Required tasks:
a - From the article on organic labeling standards, reproduce the passage that begins at the words "In October of" and stops after the words "USDA's NOP website.".
b - Please carry on the article on organic labeling standards, picking up right after its final sentence.
Top of Exercise text
Truth or Fiction?
National Organic Standards
By Jayne Ollin

hen I step up to the personal care section of my local grocery and I see an item labeled "organic," my first impulse is to buy it over the non-organic product. My second impulse is to justify the higher price, believing that item to be the healthier choice for myself, and my family.

This is the general mindset of many consumers. To be concerned about health has become a trend that many consider a worthy expense. As testimony to this trend are the huge corporate chains of 'natural' foods stores sweeping the country. In response to American's desire to live a cleaner, healthier life, to discriminate between synthetic and natural, huge manufacturing companies have flooded the market with "organic" and "natural" products.

Is it the least bit ironic that many of these giant manufacturers have begun incorporating the term "organic" into their company names and their marketing ploys? It seems to make sense, strictly from a business point of view, that this trend has attracted the attention of corporate giants whose compasses detect an opportunity to increase profits through exploitation of that simple little word.

Never before has the term organic racked up so many consumer dollars. We as a society continue to shop with the impulse to buy healthier products from a market we blindly trust, and we have inadvertently supported the growth of a huge body of manufacturers whose first priority is not our health, but their profit margin, which would be adversely affected by the upcoming regulations on the use of the term organic.

In October of 2002, manufacturers will be expected to comply with the National Organic Standards Program (NOSP), or take the word 'organic' off their label. Under current policy guidelines set forth by the USDA and the National Organic Program (NOP), manufacturers wishing to use the term organic must comply with the current standards, which can be found on the USDA's NOP website.
Bottom of Exercise text
Top of Given information
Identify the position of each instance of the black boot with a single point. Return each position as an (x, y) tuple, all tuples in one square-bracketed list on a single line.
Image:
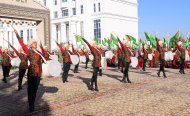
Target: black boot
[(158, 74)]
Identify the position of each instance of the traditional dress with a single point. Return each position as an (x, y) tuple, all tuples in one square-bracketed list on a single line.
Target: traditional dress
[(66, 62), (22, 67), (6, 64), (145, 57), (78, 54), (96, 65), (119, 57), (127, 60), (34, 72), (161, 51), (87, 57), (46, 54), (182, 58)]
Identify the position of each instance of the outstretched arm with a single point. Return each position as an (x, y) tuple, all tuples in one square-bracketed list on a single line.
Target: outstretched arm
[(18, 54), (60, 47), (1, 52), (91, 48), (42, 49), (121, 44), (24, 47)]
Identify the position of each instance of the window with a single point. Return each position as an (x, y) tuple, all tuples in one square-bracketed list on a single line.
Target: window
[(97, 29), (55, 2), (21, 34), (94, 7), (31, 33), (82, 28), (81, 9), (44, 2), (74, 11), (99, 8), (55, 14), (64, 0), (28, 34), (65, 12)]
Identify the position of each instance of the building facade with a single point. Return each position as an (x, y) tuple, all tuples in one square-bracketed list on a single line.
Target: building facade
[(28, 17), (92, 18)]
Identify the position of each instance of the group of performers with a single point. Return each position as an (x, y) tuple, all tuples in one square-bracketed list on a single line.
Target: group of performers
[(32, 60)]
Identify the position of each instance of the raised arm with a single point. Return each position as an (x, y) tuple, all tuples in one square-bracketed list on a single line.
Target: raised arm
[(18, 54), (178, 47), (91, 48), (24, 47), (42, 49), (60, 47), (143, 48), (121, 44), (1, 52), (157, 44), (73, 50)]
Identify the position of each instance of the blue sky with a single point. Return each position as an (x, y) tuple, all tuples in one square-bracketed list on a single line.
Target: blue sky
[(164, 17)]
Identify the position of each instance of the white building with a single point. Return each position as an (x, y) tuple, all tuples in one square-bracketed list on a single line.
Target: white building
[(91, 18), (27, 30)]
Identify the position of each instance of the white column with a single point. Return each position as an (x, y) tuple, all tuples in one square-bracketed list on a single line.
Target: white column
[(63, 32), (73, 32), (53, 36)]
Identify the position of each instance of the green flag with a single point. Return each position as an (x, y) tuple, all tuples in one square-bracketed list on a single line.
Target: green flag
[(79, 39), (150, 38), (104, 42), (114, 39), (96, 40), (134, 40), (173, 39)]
Bottom of Given information
Top of Given information
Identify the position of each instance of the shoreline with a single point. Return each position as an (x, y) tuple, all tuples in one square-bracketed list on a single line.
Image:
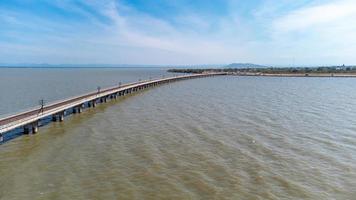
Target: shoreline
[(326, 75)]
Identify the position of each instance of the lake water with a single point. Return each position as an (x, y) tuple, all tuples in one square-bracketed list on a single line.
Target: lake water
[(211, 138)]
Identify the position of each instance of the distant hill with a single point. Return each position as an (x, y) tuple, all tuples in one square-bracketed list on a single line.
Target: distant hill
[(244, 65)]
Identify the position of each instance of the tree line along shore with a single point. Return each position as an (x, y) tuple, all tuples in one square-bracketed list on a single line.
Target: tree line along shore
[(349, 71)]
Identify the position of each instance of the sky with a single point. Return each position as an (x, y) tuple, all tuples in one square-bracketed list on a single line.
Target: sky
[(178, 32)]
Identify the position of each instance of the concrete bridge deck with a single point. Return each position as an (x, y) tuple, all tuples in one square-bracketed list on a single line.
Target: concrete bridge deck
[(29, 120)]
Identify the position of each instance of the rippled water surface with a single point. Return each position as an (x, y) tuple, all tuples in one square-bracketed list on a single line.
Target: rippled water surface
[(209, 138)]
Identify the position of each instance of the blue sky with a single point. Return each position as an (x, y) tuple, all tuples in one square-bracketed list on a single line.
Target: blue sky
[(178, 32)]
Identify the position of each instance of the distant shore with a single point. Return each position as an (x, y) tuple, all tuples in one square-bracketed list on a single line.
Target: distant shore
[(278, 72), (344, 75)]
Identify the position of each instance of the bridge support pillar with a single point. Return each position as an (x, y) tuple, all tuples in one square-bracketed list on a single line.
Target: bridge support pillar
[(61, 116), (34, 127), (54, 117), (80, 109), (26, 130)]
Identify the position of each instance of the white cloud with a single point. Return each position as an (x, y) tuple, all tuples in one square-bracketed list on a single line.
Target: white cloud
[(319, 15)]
Bottom of Given information
Answers per task:
a -
In October of 2002, manufacturers will be expected to comply with the National Organic Standards Program (NOSP), or take the word 'organic' off their label. Under current policy guidelines set forth by the USDA and the National Organic Program (NOP), manufacturers wishing to use the term organic must comply with the current standards, which can be found on the USDA's NOP website.

b -
However, many large health and beauty aid manufacturers (HABA) have begun lobbying the USDA in an effort to convince officials that personal care products cannot be made without the use of synthetic additives, or that botanical preparations or herbal essential oils cannot be extracted without the use of toxic solvents such as hexane or petrol. In a nutshell, HABA manufacturers who have incurred significant gains in the past few years through exploitation of the term organic are now funneling millions of consumer dollars into a campaign to convince the USDA that body care products (organic or otherwise) cannot be made without synthetic chemicals, before the October deadline.

This attempt to lower the standards is not compelled by the science of botanical formulation, but by greed for the dollar that can be had off the terminology. Manufacturers wishing to use the term organic without freeing their products of synthetics and toxins would have us believe that true organic is simply impossible, and that body care products cannot be produced without chemical stabilizers, emulsifiers, surfactants, toxic solvents and a multitude of other inorganic compounds and "inert" ingredients.

Corporate manufacturers are also lobbying for exemption from standard organic processing regulations that prohibit organic products to be made in the same facility as chemical products. This would open the door to all manner of contamination; a worst-case scenario, should they succeed, would be the processing of a non-toxic insect formula, claiming to a pure botanical product being mixed and packaged in the same facility as a product containing DEET or other hazardous pesticides.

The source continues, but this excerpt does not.